Aim:
Word for word, copy all the data and drop the pictures.

§

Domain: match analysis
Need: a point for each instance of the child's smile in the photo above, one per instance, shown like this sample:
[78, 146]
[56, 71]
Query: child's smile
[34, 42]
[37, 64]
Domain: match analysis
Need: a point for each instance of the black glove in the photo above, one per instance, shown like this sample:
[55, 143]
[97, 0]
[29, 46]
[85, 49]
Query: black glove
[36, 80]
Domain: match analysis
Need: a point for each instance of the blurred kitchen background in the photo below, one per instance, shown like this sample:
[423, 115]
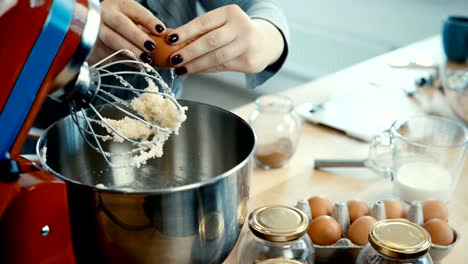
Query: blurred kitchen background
[330, 35]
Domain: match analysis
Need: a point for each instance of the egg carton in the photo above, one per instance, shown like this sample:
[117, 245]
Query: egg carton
[345, 251]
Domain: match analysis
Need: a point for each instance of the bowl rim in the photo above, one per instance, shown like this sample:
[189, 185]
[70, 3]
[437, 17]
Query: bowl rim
[41, 143]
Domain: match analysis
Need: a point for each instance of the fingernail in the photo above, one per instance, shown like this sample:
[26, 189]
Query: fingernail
[172, 38]
[176, 59]
[181, 71]
[150, 46]
[159, 28]
[146, 57]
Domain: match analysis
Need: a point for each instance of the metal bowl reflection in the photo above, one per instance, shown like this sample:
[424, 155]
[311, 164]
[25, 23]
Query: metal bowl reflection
[186, 206]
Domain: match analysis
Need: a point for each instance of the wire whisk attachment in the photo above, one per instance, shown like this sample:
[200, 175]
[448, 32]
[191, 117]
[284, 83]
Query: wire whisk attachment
[124, 109]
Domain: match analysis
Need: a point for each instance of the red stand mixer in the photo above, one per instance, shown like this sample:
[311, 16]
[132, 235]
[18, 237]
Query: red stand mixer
[79, 205]
[44, 44]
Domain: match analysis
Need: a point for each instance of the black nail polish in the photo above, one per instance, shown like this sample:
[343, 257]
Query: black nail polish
[181, 71]
[159, 28]
[146, 57]
[173, 38]
[176, 59]
[150, 46]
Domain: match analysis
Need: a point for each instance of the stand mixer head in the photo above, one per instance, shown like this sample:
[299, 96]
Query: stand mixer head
[43, 53]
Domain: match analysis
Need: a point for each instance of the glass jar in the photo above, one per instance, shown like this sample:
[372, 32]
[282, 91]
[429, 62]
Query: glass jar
[396, 241]
[277, 129]
[276, 233]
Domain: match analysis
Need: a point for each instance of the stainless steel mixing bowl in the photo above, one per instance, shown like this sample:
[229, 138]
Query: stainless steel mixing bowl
[186, 207]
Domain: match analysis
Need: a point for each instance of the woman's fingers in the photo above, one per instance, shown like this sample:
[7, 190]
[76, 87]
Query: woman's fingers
[217, 58]
[143, 17]
[115, 41]
[203, 24]
[209, 43]
[128, 30]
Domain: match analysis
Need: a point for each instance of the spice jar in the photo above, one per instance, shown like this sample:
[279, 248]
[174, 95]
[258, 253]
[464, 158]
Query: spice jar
[396, 241]
[276, 233]
[277, 129]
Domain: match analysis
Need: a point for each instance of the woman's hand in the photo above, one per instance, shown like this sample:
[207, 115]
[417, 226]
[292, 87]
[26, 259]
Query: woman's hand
[124, 25]
[226, 39]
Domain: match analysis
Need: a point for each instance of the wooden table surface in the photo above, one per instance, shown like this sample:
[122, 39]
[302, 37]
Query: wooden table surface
[375, 80]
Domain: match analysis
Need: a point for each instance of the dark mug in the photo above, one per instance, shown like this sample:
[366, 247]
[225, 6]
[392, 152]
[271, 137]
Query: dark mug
[455, 38]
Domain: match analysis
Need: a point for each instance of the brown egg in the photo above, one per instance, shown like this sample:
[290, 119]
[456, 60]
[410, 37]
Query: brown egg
[394, 209]
[164, 50]
[324, 230]
[320, 206]
[358, 232]
[435, 209]
[440, 231]
[357, 209]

§

Result:
Domain: match analysis
Need: a point for each instance of the child's smile in the photo above, one per instance, shown like this sample:
[78, 146]
[56, 71]
Query: child's smile
[34, 42]
[37, 64]
Domain: match analysis
Need: a point for each instance of the black glove in the photo above, one per instance, shown like this sample:
[55, 143]
[97, 0]
[29, 46]
[85, 49]
Query: black glove
[36, 80]
Domain: match analysis
Need: a point for each instance of the blurred kitchen background in the photo below, one per instance, shown like this sample:
[423, 115]
Query: blurred kitchen background
[330, 35]
Domain: match analysis
Need: a point for each instance of the egg carton in the photo above, one per instance, shown like this sample:
[117, 245]
Query: egg carton
[345, 251]
Domain: match analysis
Need: a point for each instance of the bowl rim in the photo above, one per instance, shown like this sample:
[189, 185]
[70, 3]
[437, 17]
Query: bowl rim
[41, 143]
Domain: match analysis
Need: a point for each instance of the fingernail in the photo above, one per instance, shown like this sample:
[26, 189]
Query: fingernail
[172, 38]
[176, 59]
[181, 71]
[150, 46]
[159, 28]
[146, 57]
Domain: match analysis
Need: a point for each instance of the metal bowl reflection in the photo above, one per instance, shown like this sample:
[424, 155]
[311, 164]
[25, 23]
Query: metal bowl reflection
[186, 206]
Domain: match analysis
Need: a point for each instance of the wire whisk attachment in the photo above, one per instance, shown like this sample:
[200, 175]
[448, 32]
[191, 117]
[284, 83]
Query: wire whisk attachment
[124, 109]
Domain: match analysis
Need: a point for each instance of the red stand mixer in the photo above, one per instance, shown like this sample:
[311, 16]
[132, 235]
[18, 237]
Query: red stand mixer
[79, 205]
[44, 44]
Domain: match analysis
Need: a point for each instance of the black nail polish in the photo above, one per instance, shown like this sample:
[343, 257]
Query: black nail polish
[181, 71]
[159, 28]
[146, 57]
[173, 38]
[176, 59]
[150, 46]
Domain: match analysis
Need: a point for each instance of the stand mixer head in the photo above, one per instance, shown like this sample:
[299, 96]
Query: stand mixer head
[43, 53]
Domain: match analysis
Need: a point for each instance of the glass jar in the photo above, one per instance, shown like this sample:
[372, 32]
[282, 91]
[429, 62]
Query: glass jar
[396, 241]
[277, 129]
[276, 233]
Domain: match analysis
Need: a point for each instance of the stainless steel mixing bowl in the photo above, one per instance, shown like this sample:
[229, 138]
Query: stainless steel mixing bowl
[186, 207]
Domain: match analysis
Need: a point for each instance of the woman's fingers in the photo above, one per instance, shown like this sample:
[7, 190]
[76, 87]
Query: woman's fingers
[217, 58]
[143, 17]
[115, 41]
[203, 24]
[209, 43]
[128, 30]
Domain: match analysis
Need: a point for each instance of the spice jar in the photo above, one per instance, shown like this sample:
[279, 248]
[174, 95]
[258, 253]
[464, 158]
Query: spice jar
[396, 241]
[276, 233]
[277, 129]
Domain: match analysis
Need: a point for each instance of the woman's hand in the photo above, one per instance, shown like this sample:
[207, 115]
[417, 226]
[292, 87]
[26, 259]
Query: woman's hand
[124, 25]
[226, 39]
Domain: match analysis
Need: a point for each instance of the wooden table surface in the photo above, one per instance, shown like this sample:
[122, 39]
[302, 37]
Query: wooden table surface
[375, 80]
Domain: match analysis
Need: a point for each instance of the dark mug in the photo above, one per instance, shown like this sample:
[366, 247]
[225, 6]
[392, 152]
[271, 137]
Query: dark mug
[455, 38]
Domain: match analysis
Need: a point for each instance of the brown egg in the photo above, one per instance, shown like this sample:
[290, 119]
[456, 60]
[410, 37]
Query: brown egg
[394, 209]
[164, 50]
[324, 230]
[320, 206]
[358, 232]
[435, 209]
[440, 231]
[357, 209]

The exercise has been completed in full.